Check each line of the material for the string "more", then give only how many lines have it.

─── Source records

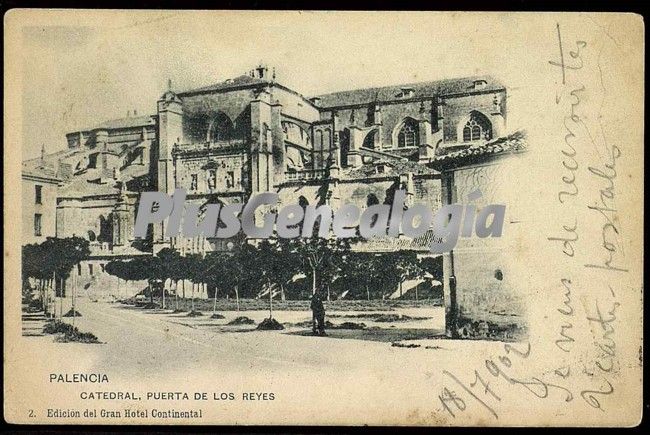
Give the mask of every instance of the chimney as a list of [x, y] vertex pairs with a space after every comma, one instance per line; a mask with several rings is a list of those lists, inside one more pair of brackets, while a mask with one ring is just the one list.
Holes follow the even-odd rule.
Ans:
[[130, 110], [127, 110], [127, 111], [126, 111], [126, 117], [127, 117], [127, 118], [130, 118], [130, 117], [131, 117], [131, 111], [130, 111]]
[[133, 109], [133, 116], [138, 116], [138, 111]]
[[479, 89], [485, 89], [487, 87], [487, 81], [486, 80], [474, 80], [474, 89], [479, 90]]
[[309, 99], [314, 106], [320, 106], [320, 97], [312, 97]]
[[257, 71], [257, 78], [258, 79], [263, 79], [266, 73], [268, 72], [268, 68], [265, 67], [264, 65], [260, 64], [257, 68], [255, 68], [255, 71]]

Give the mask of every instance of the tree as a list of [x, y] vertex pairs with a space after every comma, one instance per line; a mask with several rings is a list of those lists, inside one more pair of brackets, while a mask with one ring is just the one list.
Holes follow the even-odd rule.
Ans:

──────

§ **Solved exercise**: 2